- WRITTEN PROBLEM -
Rewrite the listing below, changing every "one dot per instance" to "a single point for each instance" and leaving everything else as it is. Omit the pictures from your answer.
* Begin SOURCE DATA *
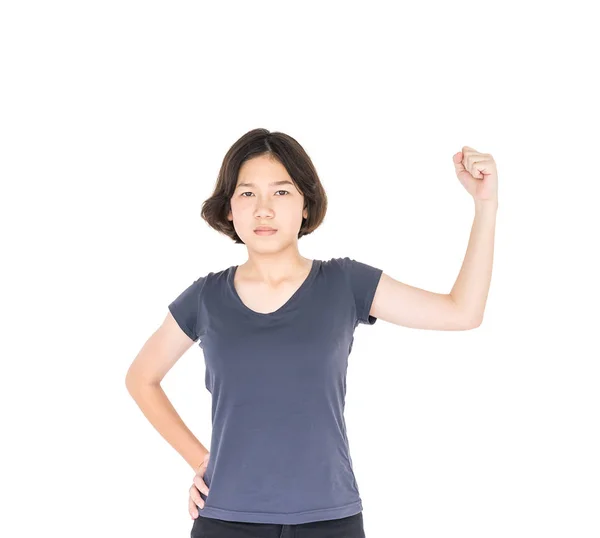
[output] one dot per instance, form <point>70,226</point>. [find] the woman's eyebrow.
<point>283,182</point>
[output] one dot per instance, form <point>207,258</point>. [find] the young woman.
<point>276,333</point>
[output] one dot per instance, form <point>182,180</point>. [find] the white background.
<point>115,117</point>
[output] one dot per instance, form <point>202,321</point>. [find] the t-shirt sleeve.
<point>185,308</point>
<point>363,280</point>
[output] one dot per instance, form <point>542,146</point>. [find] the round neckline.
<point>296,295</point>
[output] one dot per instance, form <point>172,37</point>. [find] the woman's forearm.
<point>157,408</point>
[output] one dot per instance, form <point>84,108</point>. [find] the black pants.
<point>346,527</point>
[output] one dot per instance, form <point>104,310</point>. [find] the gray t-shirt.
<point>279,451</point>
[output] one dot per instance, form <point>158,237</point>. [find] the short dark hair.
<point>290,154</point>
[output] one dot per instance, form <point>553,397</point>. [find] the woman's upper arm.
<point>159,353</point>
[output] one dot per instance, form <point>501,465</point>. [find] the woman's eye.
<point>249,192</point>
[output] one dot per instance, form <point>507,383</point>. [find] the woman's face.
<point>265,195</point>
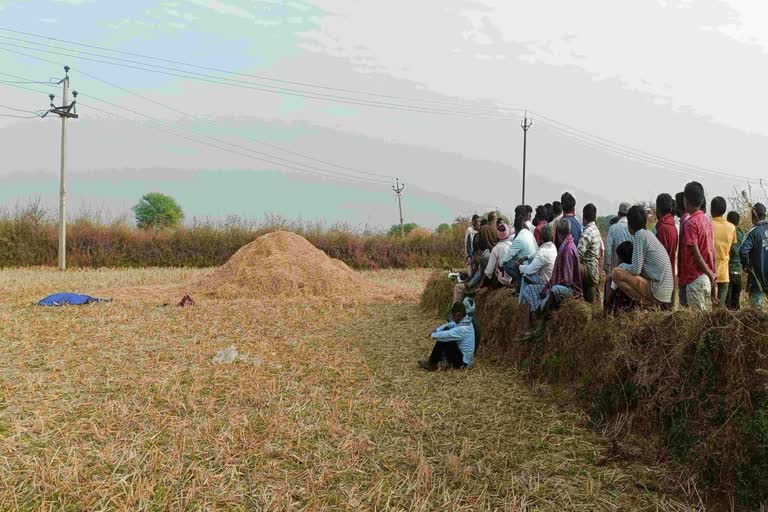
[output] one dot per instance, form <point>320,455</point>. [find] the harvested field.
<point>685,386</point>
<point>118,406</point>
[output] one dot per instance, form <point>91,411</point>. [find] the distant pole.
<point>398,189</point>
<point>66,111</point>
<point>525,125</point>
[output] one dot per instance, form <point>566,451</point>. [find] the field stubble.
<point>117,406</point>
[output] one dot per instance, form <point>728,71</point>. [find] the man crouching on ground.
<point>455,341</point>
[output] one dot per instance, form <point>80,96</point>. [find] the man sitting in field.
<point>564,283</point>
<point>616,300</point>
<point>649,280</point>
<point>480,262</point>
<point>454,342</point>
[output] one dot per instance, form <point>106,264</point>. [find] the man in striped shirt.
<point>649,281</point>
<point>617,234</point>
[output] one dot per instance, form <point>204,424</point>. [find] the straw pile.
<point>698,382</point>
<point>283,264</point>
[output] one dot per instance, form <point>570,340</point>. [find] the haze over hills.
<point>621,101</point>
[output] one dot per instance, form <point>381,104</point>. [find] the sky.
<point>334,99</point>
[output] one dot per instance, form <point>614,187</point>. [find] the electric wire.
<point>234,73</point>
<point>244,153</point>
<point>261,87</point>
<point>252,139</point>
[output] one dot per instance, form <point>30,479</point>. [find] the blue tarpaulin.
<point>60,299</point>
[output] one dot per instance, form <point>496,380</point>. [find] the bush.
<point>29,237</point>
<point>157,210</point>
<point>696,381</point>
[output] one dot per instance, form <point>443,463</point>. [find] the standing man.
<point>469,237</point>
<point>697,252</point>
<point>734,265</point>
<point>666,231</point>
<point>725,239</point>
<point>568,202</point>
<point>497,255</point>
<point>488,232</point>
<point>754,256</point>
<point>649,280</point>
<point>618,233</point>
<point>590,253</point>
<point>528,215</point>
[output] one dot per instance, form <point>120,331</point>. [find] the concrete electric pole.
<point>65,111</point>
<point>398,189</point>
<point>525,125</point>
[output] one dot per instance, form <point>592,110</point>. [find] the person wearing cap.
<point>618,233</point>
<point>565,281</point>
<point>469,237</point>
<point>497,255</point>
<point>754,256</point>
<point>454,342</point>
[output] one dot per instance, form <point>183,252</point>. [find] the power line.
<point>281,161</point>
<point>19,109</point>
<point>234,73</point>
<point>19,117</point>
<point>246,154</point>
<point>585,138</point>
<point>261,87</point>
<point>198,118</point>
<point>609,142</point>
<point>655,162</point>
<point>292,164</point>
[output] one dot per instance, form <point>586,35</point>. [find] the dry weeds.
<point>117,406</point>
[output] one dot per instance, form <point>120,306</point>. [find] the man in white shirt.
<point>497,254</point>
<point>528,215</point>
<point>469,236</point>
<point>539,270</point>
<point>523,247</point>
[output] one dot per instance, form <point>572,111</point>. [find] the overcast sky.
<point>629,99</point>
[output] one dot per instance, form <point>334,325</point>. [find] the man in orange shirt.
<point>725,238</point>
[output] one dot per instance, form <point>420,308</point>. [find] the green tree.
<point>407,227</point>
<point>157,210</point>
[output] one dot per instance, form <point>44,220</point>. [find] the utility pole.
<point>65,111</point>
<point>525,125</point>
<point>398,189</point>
* End SOURCE DATA *
- TASK RESPONSE -
[output] a single point for each instance, form <point>70,226</point>. [find] the woman's eyebrow.
<point>283,182</point>
[output] a single point for each instance, form <point>207,258</point>. [find] the young woman.
<point>276,333</point>
[output] a single point for each instance, form <point>182,180</point>. [find] the white background.
<point>115,117</point>
[output] a single point for each instance, form <point>202,321</point>. [find] the t-shirt sleeve.
<point>185,308</point>
<point>363,280</point>
[output] a single point for each instance, form <point>542,146</point>. [find] the round neckline.
<point>296,295</point>
[output] a single point for each instance, form <point>172,37</point>. [find] the woman's forearm.
<point>157,408</point>
[output] a single point for each instance, form <point>84,108</point>. [find] the black pants.
<point>346,527</point>
[output] a single point for each instance, form <point>104,310</point>. [find] the gray t-shirt.
<point>279,451</point>
[output] a single point for each instance, form <point>158,237</point>. [find] the short dark hair.
<point>290,154</point>
[output] a single point for each instance, form <point>553,397</point>. [find] the woman's upper arm.
<point>159,353</point>
[output] a single point for each instance, form <point>501,465</point>. [find] the woman's eye.
<point>249,192</point>
[output] a single point for each instance, form <point>507,383</point>. [find] the woman's face.
<point>265,195</point>
[output] a single point for each instance, form <point>320,455</point>. [find] the harvested field.
<point>685,386</point>
<point>118,406</point>
[output] a single point for each instance, form <point>91,411</point>. [find] the distant pole.
<point>398,189</point>
<point>66,111</point>
<point>525,125</point>
[output] a single point for each instance, form <point>566,451</point>. [find] the field stubble.
<point>117,406</point>
[output] a single point for each instance, form <point>728,71</point>. [find] the man crouching on ground.
<point>455,341</point>
[output] a single point for each instance, form <point>80,96</point>. [find] the man sitting in field.
<point>564,283</point>
<point>616,300</point>
<point>649,280</point>
<point>480,262</point>
<point>454,342</point>
[output] a single point for each instance, form <point>106,264</point>. [find] the man in striped shirt.
<point>649,281</point>
<point>617,234</point>
[output] a single point for each instance, form <point>204,424</point>. [find] the straw pile.
<point>698,382</point>
<point>283,264</point>
[output] a single point for each instance, form <point>570,340</point>. [find] the haze over hills.
<point>621,101</point>
[output] a single point for each instance, form <point>381,104</point>. [find] the sky.
<point>334,99</point>
[output] a single point for each instance, form <point>614,187</point>. [find] the electric wire.
<point>234,73</point>
<point>244,153</point>
<point>261,87</point>
<point>252,139</point>
[output] a single point for each instance, form <point>30,479</point>. [find] the blue tarpaulin.
<point>60,299</point>
[output] a single point for each instance, form <point>496,380</point>. [find] the bush.
<point>29,237</point>
<point>157,210</point>
<point>696,381</point>
[output] a single point for each instance, form <point>443,463</point>. [find] the standing man.
<point>469,237</point>
<point>697,252</point>
<point>734,265</point>
<point>666,231</point>
<point>725,239</point>
<point>568,202</point>
<point>497,255</point>
<point>488,232</point>
<point>754,256</point>
<point>649,280</point>
<point>618,233</point>
<point>590,253</point>
<point>528,215</point>
[output] a single point for each instance, form <point>120,331</point>. [find] the concrete electric pole.
<point>65,111</point>
<point>398,189</point>
<point>525,125</point>
[output] a single point for each instance, form <point>592,110</point>. [find] the person wearing cap.
<point>618,233</point>
<point>565,281</point>
<point>469,237</point>
<point>497,255</point>
<point>754,256</point>
<point>454,342</point>
[output] a single point for each instance, form <point>183,252</point>. [find] the power line.
<point>281,161</point>
<point>19,109</point>
<point>234,73</point>
<point>19,117</point>
<point>246,154</point>
<point>585,138</point>
<point>261,87</point>
<point>198,118</point>
<point>609,142</point>
<point>655,162</point>
<point>292,164</point>
[output] a single point for each instance, form <point>586,35</point>. [find] the dry weeds.
<point>117,406</point>
[output] a single point for each instance, form <point>120,306</point>. [find] the man in white shirt.
<point>497,254</point>
<point>528,215</point>
<point>469,236</point>
<point>539,270</point>
<point>523,247</point>
[output] a single point for each instance, form <point>572,111</point>. [find] the overcast sky.
<point>629,99</point>
[output] a single point for each instance, form <point>334,325</point>. [find] the man in orange shirt.
<point>725,238</point>
[output] a single point for each instance, form <point>420,308</point>. [find] the green tree.
<point>407,227</point>
<point>157,210</point>
[output] a single point for each instance, form <point>44,220</point>. [find] the utility pole.
<point>65,111</point>
<point>525,125</point>
<point>398,189</point>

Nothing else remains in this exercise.